→ **The problem**
Pictures appear in the records below; write out everything else exactly.

--- Begin Supplied material ---

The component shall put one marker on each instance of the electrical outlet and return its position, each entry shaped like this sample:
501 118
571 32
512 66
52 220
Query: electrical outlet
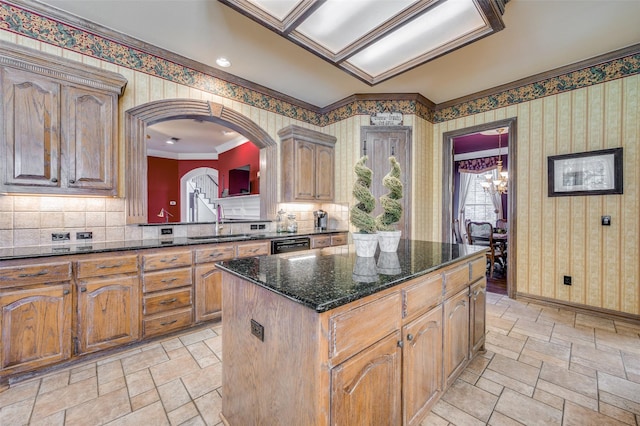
257 330
60 236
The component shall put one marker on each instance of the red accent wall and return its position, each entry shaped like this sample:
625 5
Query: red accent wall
247 153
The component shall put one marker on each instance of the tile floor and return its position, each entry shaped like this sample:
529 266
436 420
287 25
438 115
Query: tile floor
543 366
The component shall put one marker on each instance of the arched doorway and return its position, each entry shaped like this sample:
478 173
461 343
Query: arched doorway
136 121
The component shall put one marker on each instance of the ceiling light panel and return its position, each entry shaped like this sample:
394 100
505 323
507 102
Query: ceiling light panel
338 23
440 26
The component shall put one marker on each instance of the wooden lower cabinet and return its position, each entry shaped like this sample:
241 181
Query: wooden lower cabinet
108 312
361 384
208 293
456 335
421 365
36 326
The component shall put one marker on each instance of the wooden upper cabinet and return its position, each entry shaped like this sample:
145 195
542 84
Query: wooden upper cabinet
59 133
307 164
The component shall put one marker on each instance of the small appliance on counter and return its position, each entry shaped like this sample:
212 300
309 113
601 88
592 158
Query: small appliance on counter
320 220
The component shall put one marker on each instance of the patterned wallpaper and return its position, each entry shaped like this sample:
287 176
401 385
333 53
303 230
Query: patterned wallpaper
23 22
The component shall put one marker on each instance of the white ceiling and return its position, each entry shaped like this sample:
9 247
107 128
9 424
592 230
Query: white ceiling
540 35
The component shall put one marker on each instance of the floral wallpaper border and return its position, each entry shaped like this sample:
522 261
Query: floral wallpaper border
48 30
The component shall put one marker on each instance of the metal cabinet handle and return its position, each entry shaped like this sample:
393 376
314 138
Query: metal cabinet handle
37 274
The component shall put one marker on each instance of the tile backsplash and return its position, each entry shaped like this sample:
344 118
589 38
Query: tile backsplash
30 220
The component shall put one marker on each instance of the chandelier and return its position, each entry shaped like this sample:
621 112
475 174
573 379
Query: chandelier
493 184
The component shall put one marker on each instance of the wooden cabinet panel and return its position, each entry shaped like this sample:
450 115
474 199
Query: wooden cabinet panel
108 312
358 328
36 326
166 259
456 335
478 315
208 293
421 365
366 389
166 300
165 280
159 324
31 141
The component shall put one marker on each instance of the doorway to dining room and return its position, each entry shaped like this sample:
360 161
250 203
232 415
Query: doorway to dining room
474 190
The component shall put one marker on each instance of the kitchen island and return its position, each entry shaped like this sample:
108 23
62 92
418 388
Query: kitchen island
325 337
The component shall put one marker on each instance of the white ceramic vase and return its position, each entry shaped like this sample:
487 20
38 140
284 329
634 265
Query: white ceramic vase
389 240
365 244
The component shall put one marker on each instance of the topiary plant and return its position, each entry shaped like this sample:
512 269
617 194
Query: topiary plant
361 216
389 201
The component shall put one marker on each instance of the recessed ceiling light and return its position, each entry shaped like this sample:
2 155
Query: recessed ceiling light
223 62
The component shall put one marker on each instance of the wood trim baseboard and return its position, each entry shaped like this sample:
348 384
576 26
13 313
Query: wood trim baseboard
579 308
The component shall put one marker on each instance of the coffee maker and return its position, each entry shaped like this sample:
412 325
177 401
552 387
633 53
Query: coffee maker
320 220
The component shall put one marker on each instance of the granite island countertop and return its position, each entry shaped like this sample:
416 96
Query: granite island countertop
60 249
324 279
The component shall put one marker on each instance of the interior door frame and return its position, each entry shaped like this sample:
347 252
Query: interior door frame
447 189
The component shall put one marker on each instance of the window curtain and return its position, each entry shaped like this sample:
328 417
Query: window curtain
466 180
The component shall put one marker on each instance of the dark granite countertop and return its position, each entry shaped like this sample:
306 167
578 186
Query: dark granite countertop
59 249
324 279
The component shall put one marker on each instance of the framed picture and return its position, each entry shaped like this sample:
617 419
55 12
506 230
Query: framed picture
586 173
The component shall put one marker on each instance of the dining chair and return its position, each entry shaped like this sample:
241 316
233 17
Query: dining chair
481 234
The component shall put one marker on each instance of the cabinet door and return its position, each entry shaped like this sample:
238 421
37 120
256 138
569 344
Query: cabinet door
324 173
208 293
365 389
456 334
305 169
30 145
478 303
88 132
36 326
108 312
422 365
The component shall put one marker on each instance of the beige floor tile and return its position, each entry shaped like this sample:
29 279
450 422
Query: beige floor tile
173 369
144 399
455 415
203 381
471 399
144 359
64 398
182 414
100 410
173 395
150 415
575 415
210 406
527 410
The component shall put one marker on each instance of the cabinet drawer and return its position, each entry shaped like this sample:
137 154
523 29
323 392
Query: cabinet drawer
253 249
166 301
319 242
456 279
152 262
338 239
164 323
478 268
164 280
360 327
13 276
107 266
420 296
216 253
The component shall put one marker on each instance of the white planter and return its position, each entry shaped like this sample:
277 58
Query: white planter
389 240
366 244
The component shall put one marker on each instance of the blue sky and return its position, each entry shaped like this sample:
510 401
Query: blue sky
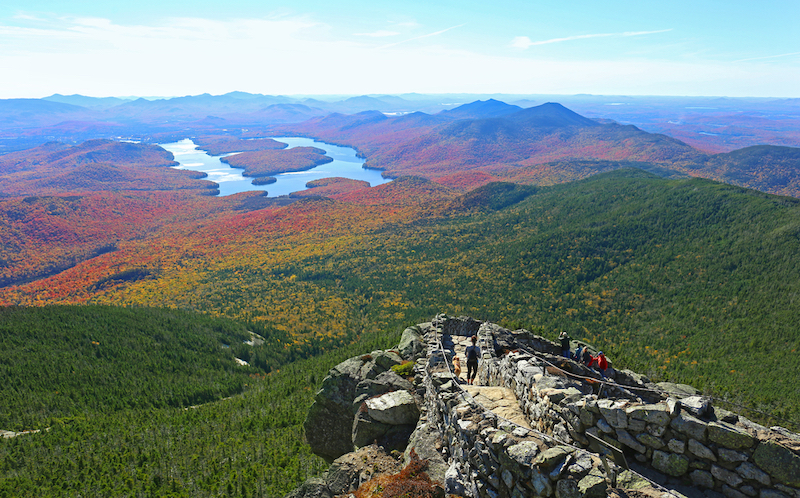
168 48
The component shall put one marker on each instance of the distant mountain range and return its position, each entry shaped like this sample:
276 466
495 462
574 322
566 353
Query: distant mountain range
712 124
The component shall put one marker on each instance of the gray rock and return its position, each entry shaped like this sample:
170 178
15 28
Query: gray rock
614 413
696 405
603 426
731 456
412 344
383 383
328 425
702 479
679 390
567 488
791 492
637 425
753 473
729 492
676 446
670 464
312 488
540 482
551 456
651 441
454 480
770 493
749 490
729 436
508 479
593 485
630 480
366 430
653 414
394 408
625 438
726 476
699 450
693 427
523 453
779 462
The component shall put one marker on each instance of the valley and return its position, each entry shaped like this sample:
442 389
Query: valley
131 286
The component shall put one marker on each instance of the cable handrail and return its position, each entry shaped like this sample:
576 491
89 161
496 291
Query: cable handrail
542 434
538 355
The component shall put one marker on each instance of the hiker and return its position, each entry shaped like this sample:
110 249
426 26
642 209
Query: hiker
564 338
472 353
586 357
599 364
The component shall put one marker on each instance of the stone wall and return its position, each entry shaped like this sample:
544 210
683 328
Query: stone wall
700 449
679 435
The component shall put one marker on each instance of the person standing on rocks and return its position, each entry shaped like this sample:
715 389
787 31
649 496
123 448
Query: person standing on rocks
472 353
600 364
564 338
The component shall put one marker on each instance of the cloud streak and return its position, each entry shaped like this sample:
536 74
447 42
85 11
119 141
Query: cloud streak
767 57
525 42
436 33
378 34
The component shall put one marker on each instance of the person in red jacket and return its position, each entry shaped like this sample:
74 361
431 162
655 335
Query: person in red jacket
599 363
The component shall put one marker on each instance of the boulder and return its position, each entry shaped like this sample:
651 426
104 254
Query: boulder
367 430
678 390
696 405
670 464
693 427
779 462
567 488
593 485
412 344
426 442
394 408
385 382
726 476
702 479
630 480
729 436
329 423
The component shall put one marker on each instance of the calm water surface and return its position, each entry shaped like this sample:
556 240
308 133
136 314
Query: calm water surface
230 180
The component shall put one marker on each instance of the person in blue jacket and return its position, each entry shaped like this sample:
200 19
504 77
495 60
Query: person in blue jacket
473 353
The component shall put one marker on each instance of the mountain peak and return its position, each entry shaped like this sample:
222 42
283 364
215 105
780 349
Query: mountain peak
550 115
481 109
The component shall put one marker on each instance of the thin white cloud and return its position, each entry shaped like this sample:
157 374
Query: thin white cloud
378 34
525 42
436 33
768 57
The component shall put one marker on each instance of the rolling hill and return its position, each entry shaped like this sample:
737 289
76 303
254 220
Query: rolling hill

--- End Supplied material ---

→ **Answer to the exercise**
The component shall put one marker on each instance of the electrical outlet and return its position, each entry shaped like this sample:
501 118
571 32
512 66
52 220
Query: electrical outlet
257 330
60 236
The component shall put one marker on each instance of the red accent wall and return its position, each entry shaped like this sample:
625 5
Query: red accent wall
247 153
The component shall put one marker on each instance of the tile floor and return its position, each entry shaped like this sample:
529 266
436 420
287 25
438 115
Query: tile floor
543 366
The component shall put one marker on each instance of the arched doorway and return its position, each entry shaped like this sample:
478 173
461 343
Query: arched doorway
136 121
The component shall put one marker on each instance of the ceiling light panel and return its position, each entry shaped like this sample:
394 100
505 323
507 102
Query: ceiling light panel
338 23
440 26
The component shall put one marker on each instance of the wooden lower cabinet and return its position, each entry shaped like this sample:
241 181
Query: wooden lower cabinet
108 312
361 384
208 293
456 335
421 365
36 326
The component shall put one marker on each instance of the wooden upper cabinet and return its position, each entry shaped like this sample:
145 195
542 84
Query: wooden upper cabinet
59 133
307 164
The component shall put one marker on each instance of the small appliance on counter and return its position, each entry shaped like this sample:
212 300
309 113
601 88
592 158
Query: small appliance on counter
320 220
The component shall put one marker on each instance of the patterned wallpaper and return its position, each entry shaped like this sample:
287 176
401 385
333 53
303 230
Query: patterned wallpaper
23 22
The component shall put one marker on each instance of the white ceiling and return its position, each entry shaped like this sample:
9 247
107 128
9 424
592 230
Query: white ceiling
540 35
The component shall put one marker on each instance of the floral wallpaper border and return its position, each entry shaped like this sample:
522 261
Query: floral wallpaper border
48 30
The component shall put one marker on each instance of the metal cabinet handle and return its position, each entry shaped like this sample:
393 376
314 138
Query: metal cabinet handle
37 274
The component shall put one marker on each instance of the tile backsplash and return its position, each entry shaped like this sample:
344 118
589 38
Query: tile backsplash
30 220
The component shall put one marker on each instance of the chandelier and return its position, each entry shaped like this sample:
621 112
475 174
573 379
Query: chandelier
493 184
The component shall put one marker on each instance of the wooden cabinet panel and return its position, each entry shaped like this sample:
450 115
474 199
Query: wooden cabinet panel
108 312
358 328
36 326
166 259
456 335
478 315
208 293
421 365
366 389
166 300
165 280
159 324
31 141
The component shall put one marker on each instance of the doorway to dining room and return its position, each entry shaped like this sample:
360 161
250 203
232 415
Query: doorway to dining room
474 190
The component shall put one marker on each instance of the kitchen island and return its position, each entry shaped like this sample:
108 23
62 92
418 388
Query: kitchen island
325 337
The component shall put one marker on each instance of the white ceramic vase and return its position, each entry shaped like this sample:
487 20
38 140
284 329
634 265
Query: white ceramic vase
389 240
365 244
The component shall put one marker on each instance of the topiary plant and return its position, each entry shaped like this sample:
512 269
617 194
Query: topiary plant
361 216
389 201
The component shall put one marker on each instance of the recessed ceiling light and return its position, each entry shaped like this sample:
2 155
Query: recessed ceiling light
223 62
The component shall put one marker on each instance of the wood trim baseboard and return its position, each entry shaped like this sample:
348 384
576 26
13 313
Query: wood trim baseboard
579 308
The component shall put one marker on each instance of the coffee maker and return its position, each entry shaped like this sample:
412 325
177 401
552 387
633 53
Query: coffee maker
320 220
The component shall put one marker on each instance of the granite island countertop and return its position, each entry shaped like this sample:
416 96
Query: granite island countertop
60 249
324 279
The component shall put one marker on each instance of the interior door frame and return its position, each entry shaped like this sample:
347 252
Query: interior door frame
447 189
The component shall put one marker on each instance of the window curtain and return its position, each entry shaped like this sample:
328 417
Query: window curtain
466 180
The component shall put one marker on each instance of the dark granite countertop and return its position, each entry shaped like this sample:
306 167
578 186
Query: dark granite countertop
59 249
324 279
The component shall put one marker on each instance of the framed picture and return its position, each entry shaped like this sample:
617 419
55 12
506 230
Query: framed picture
586 173
The component shall put one marker on each instance of the dining chair and return its position, each entry shaped like this sample:
241 316
233 17
Query: dining chair
481 234
The component shall put one marker on each instance of the cabinet door and return its position, each entry shaped like this sample:
238 421
37 120
256 138
569 344
Query: cabinet door
324 173
208 293
365 389
456 334
305 169
30 145
478 303
88 132
36 326
108 312
422 365
The component shall put one marker on each instance of the beige floor tile and return its position, each entry shaped like this sample:
29 279
450 422
Query: beige floor tile
173 369
144 399
455 415
203 381
471 399
144 359
64 398
182 414
100 410
173 395
150 415
575 415
210 406
527 410
The component shall put one marker on each instance of the cabinet drawer and return its position, each entry shaped like this sample:
137 154
523 29
323 392
Query: cabinet drawer
253 249
166 301
319 242
456 279
152 262
338 239
164 323
478 268
164 280
360 327
13 276
107 266
420 296
216 253
The component shall put one marker on each instance of the white planter and return its position, each entry shaped like this sample:
277 58
Query: white planter
389 240
366 244
The component shall put one marker on each instance of the blue sky and return its position, each entry shaped like this sample:
510 401
Query: blue sky
168 48
The component shall put one marker on each instance of the distant mountain range and return its position, each entry shaped like this sample:
276 466
495 462
574 322
566 353
Query: distant mountain range
712 124
The component shall put one marker on each instance of the gray rock and return its position, each entry shaped like this sample:
170 178
15 28
Query: gray rock
614 413
696 405
603 426
731 456
412 344
383 383
328 425
702 479
679 390
567 488
791 492
637 425
753 473
729 492
676 446
670 464
312 488
540 482
551 456
651 441
454 480
770 493
749 490
729 436
508 479
593 485
630 480
366 430
653 414
394 408
625 438
726 476
699 450
693 427
523 453
779 462
The component shall put one marker on each instance of the valley and return its position, each entry shaped like this sample:
442 389
Query: valley
131 286
The component shall put one marker on each instance of the cable handrail and return its position, each entry shaped like this sample:
576 491
89 161
496 291
Query: cable handrail
542 434
538 355
The component shall put one marker on each instance of the hiker and return its position, each entry shaped like this sample:
110 249
426 26
642 209
Query: hiker
564 338
472 353
586 357
599 364
The component shall put one marker on each instance of the stone wall and return its position, each entry shaped like this sample:
544 210
683 328
Query: stone wall
700 449
679 435
The component shall put one marker on each instance of the person standing on rocks and return its position, each entry shaped like this sample:
715 389
787 31
649 496
123 448
Query: person standing on rocks
472 353
600 364
564 338
The component shall put one marker on each instance of the cloud streak and return its position, each entry shaped like this sample:
536 74
447 42
85 11
119 141
Query: cloud streak
767 57
525 42
436 33
378 34
The component shall put one marker on each instance of the person in red jacket and return its position, each entry shaped like this sample:
74 361
431 162
655 335
Query: person in red jacket
599 363
The component shall put one marker on each instance of the boulder and return its position, each entry shaped like this sample:
651 426
104 254
Query: boulder
367 430
678 390
696 405
670 464
693 427
779 462
567 488
593 485
412 344
426 442
394 408
385 382
726 476
702 479
630 480
729 436
329 423
The component shall put one marker on each instance of the calm water surface and return its position, each entry shaped like this sample:
556 240
308 133
136 314
Query: calm water surface
230 180
The component shall put one marker on each instance of the person in blue jacket and return its position, each entry shaped like this sample:
200 19
504 77
495 60
Query: person in blue jacket
473 353
The component shall put one marker on each instance of the mountain peak and return its position, each entry shaped like this sample:
222 42
283 364
215 105
780 349
Query: mountain peak
550 115
481 109
The component shall put one marker on each instance of the thin white cloud and return its position, each entry shaped like this sample:
157 374
Query: thin white cloud
378 34
525 42
436 33
768 57
The component shall put one marker on each instance of the rolling hill and return its position, each entry shaped like this sample:
737 289
76 303
254 220
Query: rolling hill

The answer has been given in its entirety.